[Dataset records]

§

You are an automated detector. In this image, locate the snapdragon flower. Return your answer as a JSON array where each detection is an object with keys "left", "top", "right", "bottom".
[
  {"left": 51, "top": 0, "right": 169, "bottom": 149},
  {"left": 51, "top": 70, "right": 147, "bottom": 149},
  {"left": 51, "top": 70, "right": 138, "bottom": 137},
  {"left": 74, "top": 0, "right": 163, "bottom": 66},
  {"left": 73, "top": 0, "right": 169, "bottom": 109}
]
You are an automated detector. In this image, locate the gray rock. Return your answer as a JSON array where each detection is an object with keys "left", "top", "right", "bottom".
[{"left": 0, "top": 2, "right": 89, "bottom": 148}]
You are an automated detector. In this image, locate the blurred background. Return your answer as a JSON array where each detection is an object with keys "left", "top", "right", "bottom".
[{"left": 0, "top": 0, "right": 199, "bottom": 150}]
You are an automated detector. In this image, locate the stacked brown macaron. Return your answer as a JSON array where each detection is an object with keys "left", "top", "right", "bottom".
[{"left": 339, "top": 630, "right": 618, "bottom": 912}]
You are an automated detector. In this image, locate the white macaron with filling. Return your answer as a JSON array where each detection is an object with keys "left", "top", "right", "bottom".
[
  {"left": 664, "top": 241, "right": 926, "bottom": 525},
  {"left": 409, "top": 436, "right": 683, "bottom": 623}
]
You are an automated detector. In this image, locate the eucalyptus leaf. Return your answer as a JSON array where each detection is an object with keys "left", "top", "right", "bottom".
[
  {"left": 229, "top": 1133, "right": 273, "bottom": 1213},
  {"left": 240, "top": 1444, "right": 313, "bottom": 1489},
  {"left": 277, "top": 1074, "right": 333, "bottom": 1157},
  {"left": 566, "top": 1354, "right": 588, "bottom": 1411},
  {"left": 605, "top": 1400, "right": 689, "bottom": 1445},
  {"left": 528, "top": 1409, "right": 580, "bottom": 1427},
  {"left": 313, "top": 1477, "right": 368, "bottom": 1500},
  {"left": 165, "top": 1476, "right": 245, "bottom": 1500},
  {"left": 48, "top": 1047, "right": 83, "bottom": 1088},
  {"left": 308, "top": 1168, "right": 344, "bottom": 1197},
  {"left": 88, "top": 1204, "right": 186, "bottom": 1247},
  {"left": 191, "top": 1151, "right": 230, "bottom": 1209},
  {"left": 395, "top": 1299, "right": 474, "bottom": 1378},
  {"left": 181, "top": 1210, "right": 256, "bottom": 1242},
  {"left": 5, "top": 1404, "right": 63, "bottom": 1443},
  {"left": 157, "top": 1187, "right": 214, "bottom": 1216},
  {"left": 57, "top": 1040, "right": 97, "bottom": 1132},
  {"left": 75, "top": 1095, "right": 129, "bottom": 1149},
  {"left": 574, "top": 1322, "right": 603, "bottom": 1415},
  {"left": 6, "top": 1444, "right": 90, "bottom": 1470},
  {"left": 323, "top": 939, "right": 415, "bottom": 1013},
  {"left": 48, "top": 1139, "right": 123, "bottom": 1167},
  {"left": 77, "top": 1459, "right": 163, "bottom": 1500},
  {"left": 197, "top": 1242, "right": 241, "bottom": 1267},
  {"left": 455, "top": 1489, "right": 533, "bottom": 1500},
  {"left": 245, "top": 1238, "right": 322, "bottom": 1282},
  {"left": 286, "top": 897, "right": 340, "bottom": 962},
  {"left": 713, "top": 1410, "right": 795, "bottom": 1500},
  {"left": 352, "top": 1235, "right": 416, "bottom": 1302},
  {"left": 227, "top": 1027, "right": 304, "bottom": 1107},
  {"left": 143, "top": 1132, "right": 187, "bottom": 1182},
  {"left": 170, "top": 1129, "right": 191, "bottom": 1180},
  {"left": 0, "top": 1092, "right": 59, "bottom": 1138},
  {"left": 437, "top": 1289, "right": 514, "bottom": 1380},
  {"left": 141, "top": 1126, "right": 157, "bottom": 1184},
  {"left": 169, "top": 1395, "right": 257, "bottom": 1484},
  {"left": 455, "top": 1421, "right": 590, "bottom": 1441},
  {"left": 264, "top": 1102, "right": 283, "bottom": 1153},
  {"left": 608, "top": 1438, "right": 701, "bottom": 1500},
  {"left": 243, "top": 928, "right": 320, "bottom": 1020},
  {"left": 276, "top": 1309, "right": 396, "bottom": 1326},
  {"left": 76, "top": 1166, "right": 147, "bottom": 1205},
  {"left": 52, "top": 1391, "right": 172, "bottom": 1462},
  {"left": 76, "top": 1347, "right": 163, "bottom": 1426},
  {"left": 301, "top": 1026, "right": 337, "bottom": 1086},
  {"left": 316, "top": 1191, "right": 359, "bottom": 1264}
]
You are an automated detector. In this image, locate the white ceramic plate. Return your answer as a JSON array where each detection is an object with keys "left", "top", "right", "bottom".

§

Description of the task:
Each entry above needs to be output exactly.

Exercise solution:
You are an automated detector. In this image, locate the snapdragon flower. Return your answer as a JSON array where each detection is an object with keys "left", "top", "right", "bottom".
[
  {"left": 51, "top": 0, "right": 169, "bottom": 149},
  {"left": 51, "top": 70, "right": 147, "bottom": 149},
  {"left": 51, "top": 70, "right": 138, "bottom": 137},
  {"left": 74, "top": 0, "right": 163, "bottom": 66},
  {"left": 73, "top": 0, "right": 169, "bottom": 109}
]
You are an automated detector. In this image, locate the gray rock. Return your answer as a JSON array where each detection is an object with keys "left", "top", "right", "bottom".
[{"left": 0, "top": 2, "right": 89, "bottom": 148}]
You are an automated detector. In this image, locate the blurred background. Return your answer as a JSON array where each detection is an object with keys "left", "top", "right", "bottom".
[{"left": 0, "top": 0, "right": 199, "bottom": 150}]
You are an automated detector. In this image, locate the stacked brown macaron. Return your answer as a JSON array where each detection is an object with keys "left", "top", "right", "bottom".
[{"left": 339, "top": 630, "right": 618, "bottom": 912}]
You are an automated detector. In this image, locate the white macaron with filling. Return your answer as a JSON array where each detection is an object with keys "left", "top", "right", "bottom".
[
  {"left": 664, "top": 241, "right": 926, "bottom": 525},
  {"left": 409, "top": 436, "right": 683, "bottom": 623}
]
You are an automated detector. In this image, locate the eucalyptus leaf. Return your answer as a JSON array where each detection is an object with keys "left", "top", "right", "bottom".
[
  {"left": 229, "top": 1133, "right": 273, "bottom": 1213},
  {"left": 240, "top": 1444, "right": 313, "bottom": 1489},
  {"left": 277, "top": 1074, "right": 333, "bottom": 1157},
  {"left": 566, "top": 1354, "right": 588, "bottom": 1411},
  {"left": 605, "top": 1400, "right": 689, "bottom": 1445},
  {"left": 528, "top": 1409, "right": 580, "bottom": 1427},
  {"left": 313, "top": 1477, "right": 368, "bottom": 1500},
  {"left": 165, "top": 1476, "right": 245, "bottom": 1500},
  {"left": 48, "top": 1047, "right": 83, "bottom": 1088},
  {"left": 308, "top": 1168, "right": 344, "bottom": 1197},
  {"left": 88, "top": 1204, "right": 186, "bottom": 1247},
  {"left": 191, "top": 1151, "right": 230, "bottom": 1209},
  {"left": 395, "top": 1299, "right": 474, "bottom": 1378},
  {"left": 181, "top": 1210, "right": 256, "bottom": 1242},
  {"left": 5, "top": 1404, "right": 63, "bottom": 1443},
  {"left": 157, "top": 1187, "right": 214, "bottom": 1216},
  {"left": 57, "top": 1040, "right": 97, "bottom": 1132},
  {"left": 75, "top": 1095, "right": 129, "bottom": 1149},
  {"left": 574, "top": 1322, "right": 603, "bottom": 1415},
  {"left": 6, "top": 1444, "right": 90, "bottom": 1470},
  {"left": 323, "top": 939, "right": 415, "bottom": 1013},
  {"left": 48, "top": 1139, "right": 123, "bottom": 1167},
  {"left": 77, "top": 1459, "right": 163, "bottom": 1500},
  {"left": 197, "top": 1242, "right": 241, "bottom": 1267},
  {"left": 455, "top": 1489, "right": 533, "bottom": 1500},
  {"left": 245, "top": 1238, "right": 322, "bottom": 1282},
  {"left": 286, "top": 897, "right": 340, "bottom": 962},
  {"left": 713, "top": 1410, "right": 795, "bottom": 1500},
  {"left": 352, "top": 1235, "right": 416, "bottom": 1302},
  {"left": 227, "top": 1027, "right": 304, "bottom": 1107},
  {"left": 143, "top": 1132, "right": 187, "bottom": 1182},
  {"left": 170, "top": 1129, "right": 191, "bottom": 1180},
  {"left": 0, "top": 1092, "right": 59, "bottom": 1138},
  {"left": 437, "top": 1289, "right": 514, "bottom": 1380},
  {"left": 141, "top": 1126, "right": 157, "bottom": 1184},
  {"left": 169, "top": 1395, "right": 257, "bottom": 1484},
  {"left": 455, "top": 1421, "right": 590, "bottom": 1441},
  {"left": 264, "top": 1102, "right": 283, "bottom": 1153},
  {"left": 608, "top": 1438, "right": 701, "bottom": 1500},
  {"left": 243, "top": 928, "right": 320, "bottom": 1020},
  {"left": 276, "top": 1309, "right": 396, "bottom": 1326},
  {"left": 76, "top": 1166, "right": 147, "bottom": 1205},
  {"left": 52, "top": 1391, "right": 172, "bottom": 1462},
  {"left": 76, "top": 1347, "right": 163, "bottom": 1426},
  {"left": 301, "top": 1026, "right": 337, "bottom": 1086},
  {"left": 316, "top": 1191, "right": 359, "bottom": 1264}
]
You are an automated detector. In this image, locate the white ceramic plate. Return your answer as a JSON array where each detection is an object with keys "left", "top", "right", "bottom".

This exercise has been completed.